**Items listed in a dataset**

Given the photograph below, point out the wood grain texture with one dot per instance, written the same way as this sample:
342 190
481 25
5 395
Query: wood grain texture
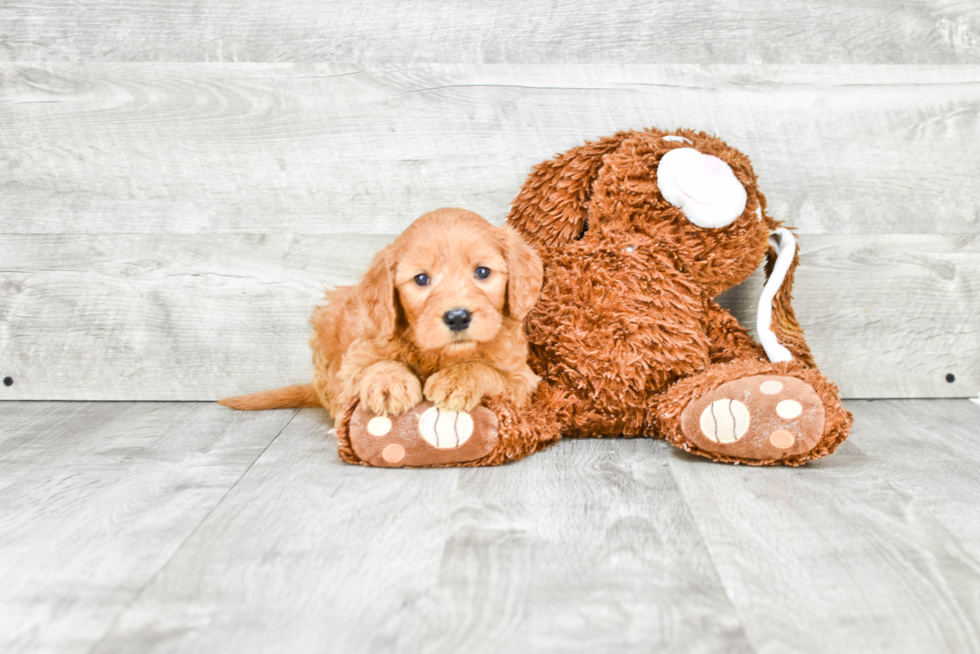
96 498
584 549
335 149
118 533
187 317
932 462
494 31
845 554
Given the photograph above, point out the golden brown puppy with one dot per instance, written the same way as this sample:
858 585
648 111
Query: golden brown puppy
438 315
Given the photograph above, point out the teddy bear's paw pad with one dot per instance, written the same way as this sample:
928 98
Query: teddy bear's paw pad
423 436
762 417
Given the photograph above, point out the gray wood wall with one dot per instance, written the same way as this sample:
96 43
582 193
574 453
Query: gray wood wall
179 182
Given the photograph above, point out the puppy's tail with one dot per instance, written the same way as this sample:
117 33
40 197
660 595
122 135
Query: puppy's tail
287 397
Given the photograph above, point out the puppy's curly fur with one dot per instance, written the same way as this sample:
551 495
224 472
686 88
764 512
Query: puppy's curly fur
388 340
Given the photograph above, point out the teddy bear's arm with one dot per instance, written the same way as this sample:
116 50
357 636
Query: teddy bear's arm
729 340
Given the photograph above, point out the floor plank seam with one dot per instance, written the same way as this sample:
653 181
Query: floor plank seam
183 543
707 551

--

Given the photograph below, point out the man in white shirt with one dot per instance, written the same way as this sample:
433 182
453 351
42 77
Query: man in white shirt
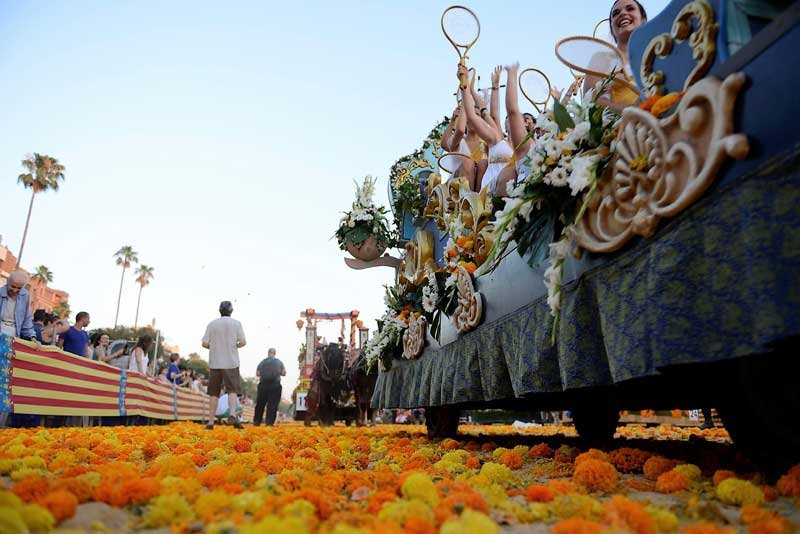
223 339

**What is being asked**
Show every line from the records above that contains the word "point". Case counts.

**Solution**
Given the photograph below, point out the wood grain texture with one dot per instance, written the same way as this sample:
Given the photograph above, point out the golden brown puppy with one dot per instance, written the same way as this sample:
Given the photograph above, point out the teddy bear's paw pad with one dot per instance, written the same way as this sample:
Given the photograph above, point out the gray wood wall with one dot per instance, written the same way as this sample:
Given the photograph above, point out the puppy's tail with one dot per instance, written the same way as this sample:
Given the photograph above, point out the puppy's curly fur with one dot per instance, written the same way as this sample:
Given the photograph above, point out the teddy bear's arm with one dot per instance, written the same way as this sample:
Given the photograph above, point out the floor plank seam with one dot per instance, written the same way as this sample:
Given the photograph below, point out the man in white shirt with one dot per instance, written the same way as this sample:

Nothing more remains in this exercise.